WORK REQUIRED
Copy out the full set of records. Keep every word the same.

START DATA SHOWN

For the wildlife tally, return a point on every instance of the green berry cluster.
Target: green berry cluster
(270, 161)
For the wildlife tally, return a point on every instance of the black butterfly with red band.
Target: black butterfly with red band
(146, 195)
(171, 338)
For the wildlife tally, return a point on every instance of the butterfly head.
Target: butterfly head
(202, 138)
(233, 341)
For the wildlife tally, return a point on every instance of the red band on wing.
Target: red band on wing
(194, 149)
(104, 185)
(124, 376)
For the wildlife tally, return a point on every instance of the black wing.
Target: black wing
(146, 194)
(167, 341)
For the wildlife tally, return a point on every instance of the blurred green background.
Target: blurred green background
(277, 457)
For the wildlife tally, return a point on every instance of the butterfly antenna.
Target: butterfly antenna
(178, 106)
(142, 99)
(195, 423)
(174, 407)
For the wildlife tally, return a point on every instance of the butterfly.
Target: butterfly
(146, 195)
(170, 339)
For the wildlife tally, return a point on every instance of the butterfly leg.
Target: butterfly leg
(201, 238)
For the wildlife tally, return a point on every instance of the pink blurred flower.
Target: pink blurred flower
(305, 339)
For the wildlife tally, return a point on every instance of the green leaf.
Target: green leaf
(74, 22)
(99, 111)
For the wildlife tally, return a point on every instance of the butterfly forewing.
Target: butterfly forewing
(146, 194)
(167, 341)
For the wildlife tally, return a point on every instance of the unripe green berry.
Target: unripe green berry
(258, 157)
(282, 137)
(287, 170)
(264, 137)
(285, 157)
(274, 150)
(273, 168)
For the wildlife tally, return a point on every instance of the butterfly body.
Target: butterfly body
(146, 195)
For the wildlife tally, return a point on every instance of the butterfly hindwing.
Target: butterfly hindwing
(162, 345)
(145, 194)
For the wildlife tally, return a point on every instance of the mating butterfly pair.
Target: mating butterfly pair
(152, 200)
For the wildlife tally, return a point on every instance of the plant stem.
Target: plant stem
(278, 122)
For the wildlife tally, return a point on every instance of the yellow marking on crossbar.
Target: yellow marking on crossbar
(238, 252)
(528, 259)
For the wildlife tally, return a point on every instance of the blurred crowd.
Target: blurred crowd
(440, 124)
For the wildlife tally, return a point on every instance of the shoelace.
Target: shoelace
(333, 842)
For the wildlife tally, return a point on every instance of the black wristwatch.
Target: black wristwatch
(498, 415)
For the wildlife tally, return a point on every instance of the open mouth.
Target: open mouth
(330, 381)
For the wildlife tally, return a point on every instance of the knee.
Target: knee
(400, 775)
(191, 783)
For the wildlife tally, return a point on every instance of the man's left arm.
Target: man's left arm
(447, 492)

END DATA SHOWN

SOLUTION FOR THIS EXERCISE
For the wildlife tally, return a point on every instance of the green berry cluster.
Target: green berry cluster
(270, 161)
For the wildlife tally, return a point on every instance of the black butterfly with red band.
Target: black butterfly with red band
(146, 195)
(171, 338)
For the wildlife tally, return a point on every instance of the butterfly head.
Target: butterfly head
(202, 138)
(233, 341)
For the wildlife tally, return a point on every instance of the red band on wing.
Target: red band on wing
(194, 149)
(104, 185)
(124, 376)
For the wildlife tally, return a point on every instance of the black wing.
Target: black wing
(146, 194)
(167, 341)
For the wildlife tally, return a point on every instance of the blurred green background.
Target: blurred green background
(277, 457)
For the wildlife tally, return a point on every instance of the butterfly antenna.
Target: butterfly antenna
(178, 106)
(142, 99)
(195, 423)
(174, 407)
For the wildlife tally, return a point on every instance of the butterfly.
Target: butterfly
(146, 195)
(170, 339)
For the wildlife tally, return a point on every instance of the butterfly leg.
Target: butterfly leg
(201, 238)
For the wildlife tally, return a point on every instance of the pink blurred flower.
Target: pink blurred flower
(305, 339)
For the wildlife tally, return a point on every instance of the green leaf.
Target: green leaf
(74, 22)
(99, 111)
For the wildlife tally, return a point on every instance of the butterfly forewing.
Target: butterfly forewing
(146, 194)
(167, 341)
For the wildlife tally, return a point on every instance of the unripe green berry.
Target: unripe green berry
(258, 157)
(282, 137)
(287, 170)
(264, 137)
(285, 157)
(274, 150)
(273, 168)
For the wildlife tally, return a point on every instance of the butterfly body.
Target: butterfly body
(146, 195)
For the wildlife tally, return a point on every instance of the butterfly hindwing.
Target: butterfly hindwing
(162, 345)
(145, 194)
For the wildlife tally, return a point on every instance of the mating butterfly pair.
Target: mating butterfly pair
(152, 200)
For the wildlife tally, return a point on every instance of the plant stem.
Target: plant stem
(278, 122)
For the wildlife tally, return a point on every instance of the yellow marking on crossbar.
Target: yellow marking on crossbar
(238, 252)
(528, 259)
For the wildlife tally, return a point on every instance of the blurred crowd.
Target: blurred crowd
(440, 124)
For the wildlife tally, return a point on every instance of the shoelace.
Target: shoelace
(333, 842)
For the wildlife tally, return a point on every instance of the black wristwatch.
Target: black wristwatch
(498, 415)
For the wildlife tally, return a point on every instance of the open mouth.
Target: open mouth
(330, 381)
For the wildlife tally, return a point on every instance of the knee.
Target: knee
(400, 775)
(191, 783)
For the wildlife tally, return a point on every instance of the man's left arm.
Target: man's left arm
(447, 492)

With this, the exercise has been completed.